_About this exercise_: Type the data below again exactly. Omit all pictures.

Image point grounding data:
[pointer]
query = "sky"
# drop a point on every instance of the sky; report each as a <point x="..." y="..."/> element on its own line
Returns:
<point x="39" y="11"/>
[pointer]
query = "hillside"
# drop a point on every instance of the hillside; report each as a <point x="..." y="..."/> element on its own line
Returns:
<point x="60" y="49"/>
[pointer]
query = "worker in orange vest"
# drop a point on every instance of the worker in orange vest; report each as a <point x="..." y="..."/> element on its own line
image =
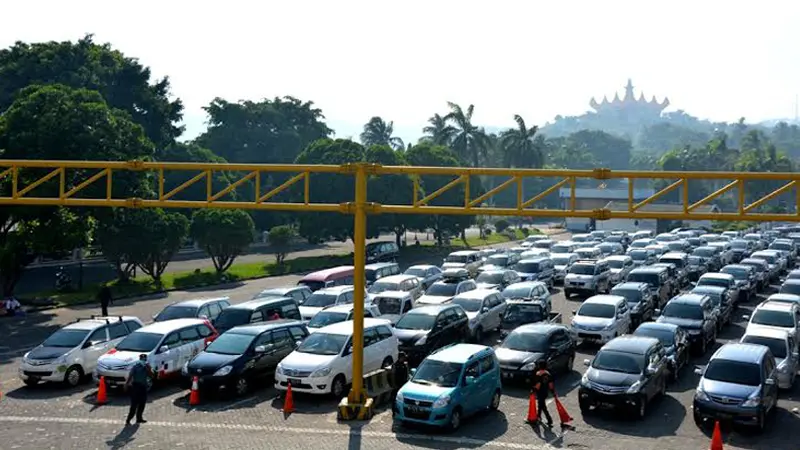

_Solution to this task_:
[pointer]
query = "sky"
# drop a point on every instance of the sky; report each as a <point x="..." y="..."/> element on its own line
Returns:
<point x="39" y="11"/>
[pointer]
query = "hillside"
# drop a point on every instance of the hillside; report each as a <point x="..." y="..."/> element on its own line
Returns:
<point x="60" y="49"/>
[pointer]
query = "worker in orange vest"
# drop a point on every instance of the worker in orange vest; report each as a <point x="..." y="..."/> element on its own line
image =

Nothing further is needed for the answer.